• [Exercise data]:

****************************************

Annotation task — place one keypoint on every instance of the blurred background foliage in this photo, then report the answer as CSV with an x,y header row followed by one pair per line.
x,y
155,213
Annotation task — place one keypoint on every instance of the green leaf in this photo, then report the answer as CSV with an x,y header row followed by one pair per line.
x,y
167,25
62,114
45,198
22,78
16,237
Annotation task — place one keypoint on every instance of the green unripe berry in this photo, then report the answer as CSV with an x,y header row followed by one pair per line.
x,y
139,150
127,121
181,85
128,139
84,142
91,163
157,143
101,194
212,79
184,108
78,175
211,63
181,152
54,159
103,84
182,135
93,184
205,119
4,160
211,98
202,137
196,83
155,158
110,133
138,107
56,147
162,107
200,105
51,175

****************************************

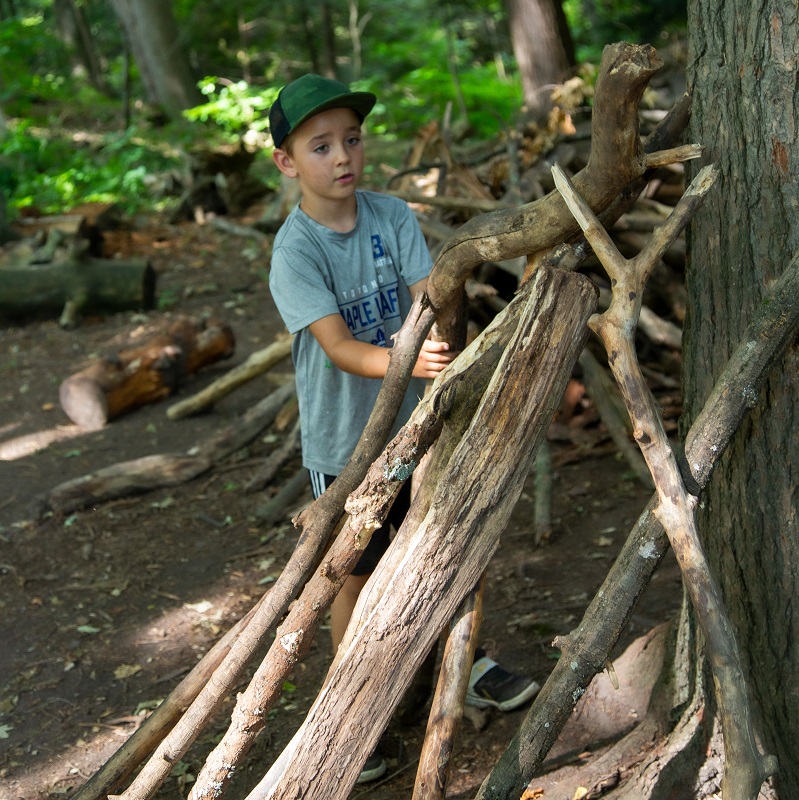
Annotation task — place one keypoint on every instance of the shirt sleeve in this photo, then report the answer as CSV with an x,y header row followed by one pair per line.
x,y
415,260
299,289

****************************************

• [Work to do]:
How many rows above contain the string "pair" (matching case)? Reply with the number only.

• [The completed task]:
4